● **EXERCISE MATERIAL**:
════════════════

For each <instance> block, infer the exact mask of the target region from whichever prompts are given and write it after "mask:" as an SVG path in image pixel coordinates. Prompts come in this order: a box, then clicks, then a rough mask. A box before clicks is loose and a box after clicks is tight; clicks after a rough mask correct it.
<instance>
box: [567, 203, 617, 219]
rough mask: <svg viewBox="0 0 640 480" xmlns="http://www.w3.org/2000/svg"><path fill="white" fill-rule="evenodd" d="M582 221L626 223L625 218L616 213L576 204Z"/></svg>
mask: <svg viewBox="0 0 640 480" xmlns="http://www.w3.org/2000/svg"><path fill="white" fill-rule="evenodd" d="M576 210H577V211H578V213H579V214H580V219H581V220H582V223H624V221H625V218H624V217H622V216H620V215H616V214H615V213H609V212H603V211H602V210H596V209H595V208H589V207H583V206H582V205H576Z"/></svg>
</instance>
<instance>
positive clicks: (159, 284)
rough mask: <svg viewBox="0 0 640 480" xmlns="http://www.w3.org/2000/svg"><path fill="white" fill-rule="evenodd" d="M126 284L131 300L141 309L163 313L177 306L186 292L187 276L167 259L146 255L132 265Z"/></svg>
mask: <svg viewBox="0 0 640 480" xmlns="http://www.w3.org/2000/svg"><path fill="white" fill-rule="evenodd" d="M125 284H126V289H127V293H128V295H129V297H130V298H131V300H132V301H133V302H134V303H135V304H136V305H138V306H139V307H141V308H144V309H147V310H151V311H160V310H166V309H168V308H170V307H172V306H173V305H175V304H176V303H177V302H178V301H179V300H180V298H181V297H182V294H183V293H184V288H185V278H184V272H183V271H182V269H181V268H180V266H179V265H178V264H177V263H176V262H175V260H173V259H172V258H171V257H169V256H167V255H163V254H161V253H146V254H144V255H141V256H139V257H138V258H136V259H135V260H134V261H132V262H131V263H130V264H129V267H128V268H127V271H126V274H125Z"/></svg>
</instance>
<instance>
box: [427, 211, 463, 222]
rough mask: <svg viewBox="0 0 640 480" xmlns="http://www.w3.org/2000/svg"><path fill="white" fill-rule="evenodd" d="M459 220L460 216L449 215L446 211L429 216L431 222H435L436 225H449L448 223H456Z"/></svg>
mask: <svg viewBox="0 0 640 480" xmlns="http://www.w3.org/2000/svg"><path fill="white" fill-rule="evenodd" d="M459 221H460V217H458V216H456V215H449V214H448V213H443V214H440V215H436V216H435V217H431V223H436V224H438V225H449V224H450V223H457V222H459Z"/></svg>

════════════════

● **TASK ITEM**:
For every line in the data above that has the string "clicks", return that line.

● **TASK OUTPUT**:
For each <instance> block, infer the exact mask of the target region from whichever prompts are given and write it after "mask:" as an SVG path in image pixel coordinates. Prompts come in this order: a box, then clicks, then a rough mask. A box before clicks is loose and a box after clicks is tight; clicks after a rough mask correct it.
positive clicks: (159, 284)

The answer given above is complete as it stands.